OBJECTIVE
Please restate the following records word for word.

STORED RECORDS

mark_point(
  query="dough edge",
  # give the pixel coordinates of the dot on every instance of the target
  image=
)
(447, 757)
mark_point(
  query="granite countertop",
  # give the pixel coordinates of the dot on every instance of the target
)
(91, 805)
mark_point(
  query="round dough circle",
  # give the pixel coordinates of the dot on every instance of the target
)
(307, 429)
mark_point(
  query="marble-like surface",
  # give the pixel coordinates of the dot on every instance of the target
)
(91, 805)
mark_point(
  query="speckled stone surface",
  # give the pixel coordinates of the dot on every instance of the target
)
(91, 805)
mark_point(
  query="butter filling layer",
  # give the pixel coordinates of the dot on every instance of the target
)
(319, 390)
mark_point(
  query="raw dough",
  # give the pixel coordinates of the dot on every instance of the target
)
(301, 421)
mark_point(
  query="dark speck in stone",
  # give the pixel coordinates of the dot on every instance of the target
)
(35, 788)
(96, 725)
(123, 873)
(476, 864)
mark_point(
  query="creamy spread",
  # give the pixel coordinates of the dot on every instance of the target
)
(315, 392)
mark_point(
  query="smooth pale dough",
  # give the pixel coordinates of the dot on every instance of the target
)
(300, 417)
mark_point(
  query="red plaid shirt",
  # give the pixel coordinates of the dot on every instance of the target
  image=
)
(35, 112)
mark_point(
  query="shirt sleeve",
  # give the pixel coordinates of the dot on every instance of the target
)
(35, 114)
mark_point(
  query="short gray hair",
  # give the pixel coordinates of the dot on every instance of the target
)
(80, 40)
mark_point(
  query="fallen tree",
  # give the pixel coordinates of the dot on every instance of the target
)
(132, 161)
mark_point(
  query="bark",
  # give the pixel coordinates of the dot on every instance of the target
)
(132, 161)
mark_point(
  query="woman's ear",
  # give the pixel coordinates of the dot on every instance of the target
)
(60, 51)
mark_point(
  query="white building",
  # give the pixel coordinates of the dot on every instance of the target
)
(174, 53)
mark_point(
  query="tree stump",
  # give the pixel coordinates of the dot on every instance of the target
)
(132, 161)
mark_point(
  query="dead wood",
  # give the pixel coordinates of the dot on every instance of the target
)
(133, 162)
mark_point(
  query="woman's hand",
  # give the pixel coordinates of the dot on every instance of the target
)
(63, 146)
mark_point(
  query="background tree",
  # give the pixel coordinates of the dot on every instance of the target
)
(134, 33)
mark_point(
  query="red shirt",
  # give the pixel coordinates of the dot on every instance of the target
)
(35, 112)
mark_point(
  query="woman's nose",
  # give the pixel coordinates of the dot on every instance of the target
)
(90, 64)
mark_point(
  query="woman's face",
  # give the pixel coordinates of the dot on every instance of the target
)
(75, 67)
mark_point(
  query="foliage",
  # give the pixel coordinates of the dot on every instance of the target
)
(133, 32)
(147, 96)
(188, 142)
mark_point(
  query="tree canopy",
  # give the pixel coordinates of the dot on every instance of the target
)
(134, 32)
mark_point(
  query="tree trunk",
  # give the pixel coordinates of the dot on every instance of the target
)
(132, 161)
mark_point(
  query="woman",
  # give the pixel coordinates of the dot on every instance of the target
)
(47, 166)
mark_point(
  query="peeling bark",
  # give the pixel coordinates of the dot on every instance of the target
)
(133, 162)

SOLUTION FOR THIS EXERCISE
mark_point(
  query="dough edge",
  # give the pixel coordinates of the dot on every instance of the target
  image=
)
(447, 757)
mark_point(
  query="granite countertop",
  # give the pixel coordinates of the dot on every instance of the target
)
(91, 805)
mark_point(
  query="round dough circle",
  # give the pixel coordinates of the dot on every instance of the target
)
(307, 429)
mark_point(
  query="marble-like surface",
  # give the pixel coordinates of the dot on every instance of the target
)
(91, 805)
mark_point(
  query="speckled stone surface",
  # give the pixel coordinates of the dot on every instance of the target
)
(91, 805)
mark_point(
  query="butter filling layer",
  # give the pixel coordinates of the dot on every instance of the target
)
(319, 390)
mark_point(
  query="raw dough",
  # give the pixel coordinates of the dot on every instance of the target
)
(301, 421)
mark_point(
  query="dark speck in stone",
  # give the pixel coordinates of the dot on every instance of the target
)
(35, 788)
(96, 725)
(123, 873)
(476, 864)
mark_point(
  query="creamy spread",
  # give the pixel coordinates of the dot on every instance of the target
)
(315, 392)
mark_point(
  query="smooth pale dough",
  # give the pixel coordinates of the dot on every instance of the target
)
(300, 417)
mark_point(
  query="red plaid shirt",
  # give the pixel coordinates of the dot on every instance of the target
  image=
)
(35, 112)
mark_point(
  query="shirt sleeve",
  # give the pixel coordinates of the dot on every instance of the target
)
(35, 114)
mark_point(
  query="short gray hair",
  # give the pixel coordinates of the dot on every instance of the target
)
(80, 40)
mark_point(
  query="fallen tree",
  # give the pixel coordinates of the dot on every instance of the target
)
(132, 161)
mark_point(
  query="bark",
  # give the pixel coordinates of the dot on every instance of the target
)
(132, 161)
mark_point(
  query="woman's ear",
  # give the pixel coordinates of the dot on every instance of the target
)
(60, 51)
mark_point(
  query="white building",
  # give the pixel coordinates of the dot on every instance of the target
)
(174, 53)
mark_point(
  query="tree stump",
  # give the pixel coordinates of the dot on every instance of the target
)
(132, 161)
mark_point(
  query="dead wood",
  # give the pixel coordinates of the dot on every instance of the target
)
(133, 162)
mark_point(
  query="woman's hand",
  # give the pixel coordinates of the dot on every instance of the target
)
(63, 146)
mark_point(
  query="background tree",
  # give the pixel coordinates of the dot on every instance of the target
)
(134, 33)
mark_point(
  query="red shirt",
  # give the pixel coordinates of the dot on every instance of the target
)
(35, 112)
mark_point(
  query="woman's nose",
  # give the pixel coordinates of the dot on every instance of the target
)
(90, 64)
mark_point(
  query="woman's face",
  # give the pixel coordinates of the dot on every instance of the target
)
(75, 67)
mark_point(
  query="foliage",
  # give the pixel coordinates of the dot on every instance of the target
)
(133, 32)
(147, 96)
(188, 142)
mark_point(
  query="tree canopy",
  # give the pixel coordinates of the dot on every instance of the target
)
(134, 32)
mark_point(
  query="tree trunk",
  # give the pixel coordinates of the dot on every instance of the target
)
(132, 161)
mark_point(
  query="woman",
  # give the pixel coordinates of the dot on every instance of the target
)
(47, 166)
mark_point(
  query="peeling bark",
  # give the pixel coordinates of the dot on every instance of the target
)
(133, 162)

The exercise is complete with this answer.